Viajar hacía sí mismo. Un existencialismo cinematográfico colombiano.
(Mauricio Montenegro)
Voy a hablar de la última década del cine colombiano. O, más exactamente, voy a proponer una cierta tendencia de la última década del cine colombiano a partir de tres directores, de tres películas. Los directores son Javier Mejía, Ciro Guerra y Oscar Ruiz Navia; las películas son Apocalipsur (2007), Los Viajes del Viento (2009) y El Vuelco del Cangrejo (2010). La tendencia que pretendo identificar es una suerte de existencialismo, un movimiento constantemente postergado en la historia del cine colombiano, que ha estado siempre definido por la urgencia y la coyuntura (la violencia rural, la violencia partidista, la violencia urbana, el sicariato, la miseria urbana, el narcotráfico), o por los géneros tradicionales de la literatura colombiana (el romanticismo, el costumbrismo, el realismo, el realismo mágico, la novela urbana).
Colombia debió ajustar los efectos del movimiento existencialista europeo de mediados de siglo a su propia realidad social, histórica y política; no hubo aquí lugar para historias de personajes solitarios y desarraigados preocupados por asuntos abstractos; ni siquiera en el nadaísmo, que no tuvo expresiones narrativas o cinematográficas importantes. Puede decirse incluso que la recepción de las vanguardias de la primera mitad del siglo fue mayor en el cine colombiano que la recepción de las llamadas segundas vanguardias, entre las que se cuenta el existencialismo. Prueba de ello es la surrealista La Langosta Azul (1954), de Álvaro Cepeda Samudio; en contraste, el cine de Andy Warhol, por ejemplo, no tuvo absolutamente ningún efecto en nuestro cine. Para el caso de los existencialismos cinematográficos, no hubo en el cine colombiano ecos de la nouvelle vague francesa, o de Michelangelo Antonioni, o de Nicholas Ray, o de los jóvenes directores norteamericanos de los años setenta como Peter Bogdanovich o Martin Scorsese, o incluso de existencialismos latinoamericanos sui generis, como el cine de Glauber Rocha (Dios y el Diablo en la Tierra del Sol, 1964) o el de Alejandro Jodorowsky (El Topo, 1970).

_ _ _ _

* **Tarea A**
Duplica el fragmento del ensayo sobre cine colombiano que va desde "(Mauricio Montenegro)" hasta "la novela urbana).", ambos incluidos.
* **Tarea B**
Prosigue el ensayo sobre el existencialismo en el cine colombiano a partir de su última oración.

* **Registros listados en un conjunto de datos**

_ _ _ _

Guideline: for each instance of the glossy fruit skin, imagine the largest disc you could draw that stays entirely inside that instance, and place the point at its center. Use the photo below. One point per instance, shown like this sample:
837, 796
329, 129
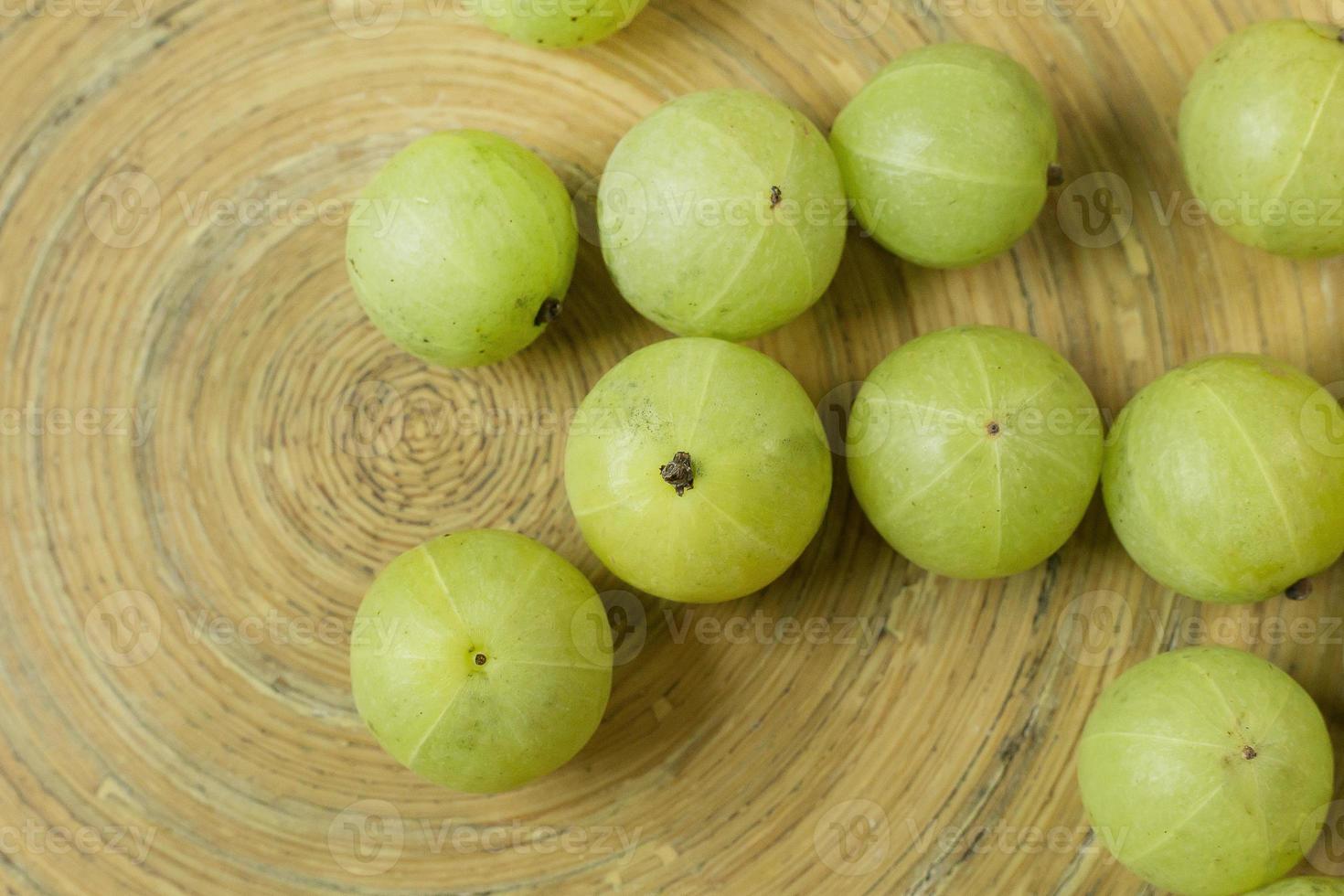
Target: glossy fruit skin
492, 726
1167, 781
1304, 887
722, 215
459, 243
1263, 133
1224, 480
946, 154
975, 452
560, 25
760, 455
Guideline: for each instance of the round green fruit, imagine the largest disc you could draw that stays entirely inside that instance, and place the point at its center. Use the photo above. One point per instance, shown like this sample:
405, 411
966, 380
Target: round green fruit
698, 470
1304, 887
1224, 478
560, 25
463, 248
481, 661
722, 214
1203, 772
1263, 137
948, 155
975, 452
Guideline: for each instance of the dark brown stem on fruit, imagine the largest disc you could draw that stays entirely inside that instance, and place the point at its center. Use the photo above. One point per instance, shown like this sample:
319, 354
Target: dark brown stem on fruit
679, 473
549, 312
1298, 590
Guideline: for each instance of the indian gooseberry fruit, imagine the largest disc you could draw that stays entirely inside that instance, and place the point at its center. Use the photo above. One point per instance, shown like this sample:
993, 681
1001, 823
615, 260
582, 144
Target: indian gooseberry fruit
1263, 137
461, 249
698, 469
481, 661
722, 214
975, 450
1224, 478
1204, 772
948, 155
558, 25
1304, 887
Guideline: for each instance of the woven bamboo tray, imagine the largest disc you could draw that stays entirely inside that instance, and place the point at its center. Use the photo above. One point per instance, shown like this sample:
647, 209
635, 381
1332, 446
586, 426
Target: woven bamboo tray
208, 453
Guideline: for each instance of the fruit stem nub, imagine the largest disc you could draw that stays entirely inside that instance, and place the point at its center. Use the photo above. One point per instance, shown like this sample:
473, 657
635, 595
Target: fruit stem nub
549, 311
1298, 590
679, 473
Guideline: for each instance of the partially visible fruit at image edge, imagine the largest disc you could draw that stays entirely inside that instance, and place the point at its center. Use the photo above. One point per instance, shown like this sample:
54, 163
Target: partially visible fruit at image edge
1304, 887
558, 25
722, 214
1263, 137
481, 661
698, 469
1206, 772
1224, 478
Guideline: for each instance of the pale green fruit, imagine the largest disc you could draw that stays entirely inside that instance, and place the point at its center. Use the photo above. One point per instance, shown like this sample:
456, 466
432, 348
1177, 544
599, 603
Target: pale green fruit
463, 248
1263, 137
731, 513
560, 23
975, 452
722, 214
948, 154
1204, 770
1224, 478
481, 661
1304, 887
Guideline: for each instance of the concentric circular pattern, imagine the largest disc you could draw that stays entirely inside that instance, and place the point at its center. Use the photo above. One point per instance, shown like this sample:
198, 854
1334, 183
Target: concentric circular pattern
208, 453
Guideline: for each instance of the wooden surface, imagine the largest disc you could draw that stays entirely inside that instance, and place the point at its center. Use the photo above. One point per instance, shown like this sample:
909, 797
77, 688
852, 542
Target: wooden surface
174, 690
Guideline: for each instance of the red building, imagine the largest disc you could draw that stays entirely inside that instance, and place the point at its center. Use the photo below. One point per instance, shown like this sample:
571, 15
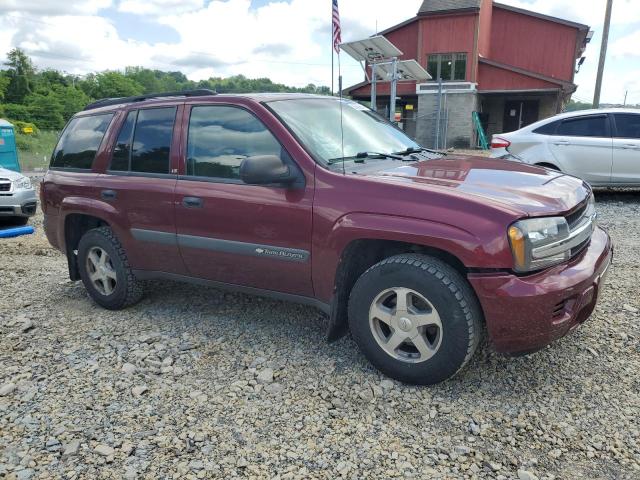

_ _ _ _

* **Respuesta esperada A**
(Mauricio Montenegro)
Voy a hablar de la última década del cine colombiano. O, más exactamente, voy a proponer una cierta tendencia de la última década del cine colombiano a partir de tres directores, de tres películas. Los directores son Javier Mejía, Ciro Guerra y Oscar Ruiz Navia; las películas son Apocalipsur (2007), Los Viajes del Viento (2009) y El Vuelco del Cangrejo (2010). La tendencia que pretendo identificar es una suerte de existencialismo, un movimiento constantemente postergado en la historia del cine colombiano, que ha estado siempre definido por la urgencia y la coyuntura (la violencia rural, la violencia partidista, la violencia urbana, el sicariato, la miseria urbana, el narcotráfico), o por los géneros tradicionales de la literatura colombiana (el romanticismo, el costumbrismo, el realismo, el realismo mágico, la novela urbana).

* **Respuesta esperada B**
Mi hipótesis, entonces, es que las tres películas que he citado al inicio anuncian el pago de viejas deudas con la tradición cinematográfica, y al mismo tiempo afirman nuevas posibilidades, más contemporáneas, asociadas a la fuerte simbología local de un cine que algunos han llamado “poscolonial” y que, en su variante existencialista, sigue teniendo como mejor expositor al director iraní Abbas Kiarostami.
Sin embargo, a mi parecer, este camino se abre en el cine colombiano en una década caracterizada de manera hegemónica por dos movimientos más. Esquemáticamente, y sin (tanto) ánimo peyorativo, llamo a estos movimientos “gonorreismo” y “dagogarcismo”. El primero, que viene de los años noventa, ha hecho carrera con historias de sicarios, prostitutas y el largo etcétera de los “bajos fondos”; sin duda Rodrigo D: no Futuro (1990) de Víctor Gaviria, anuncia el movimiento, y es el propio Gaviria quien produce los ejemplos más representativos del gonorreismo, como La Vendedora de Rosas (1998). Los años noventa, sin embargo, fueron también los años del reinado de directores como Jorge Alí Triana y Sergio Cabrera y, por lo tanto, de cierto costumbrismo urbano muchas veces marcado aún por el pesado lastre del realismo mágico. En esta década, el gonorreismo triunfa con películas como La Virgen de los sicarios (2000), de Barbet Schroeder, o Rosario Tijeras (2005), de Emilio Mallé. En cuanto al dagogarcismo, ya se sabe, se trata de un movimiento que apuesta por una estética más cercana a la telenovela y que se aleja de la estética documental que caracterizó al gonorreismo. El dagogarcismo se anuncia a finales de los noventa con películas como Es Mejor ser Rico que Pobre (1999), de Ricardo Coral, escrita de hecho por Dago García, y tiene como principales expositores en esta década a Luis Orjuela (El Carro, 2003), Juan Carlos Vásquez (Mi Abuelo, mi Papá y Yo, 2006, codirigida por Dago García) y Harold Trompetero (Dios los Junta y Ellos se Separan, 2006).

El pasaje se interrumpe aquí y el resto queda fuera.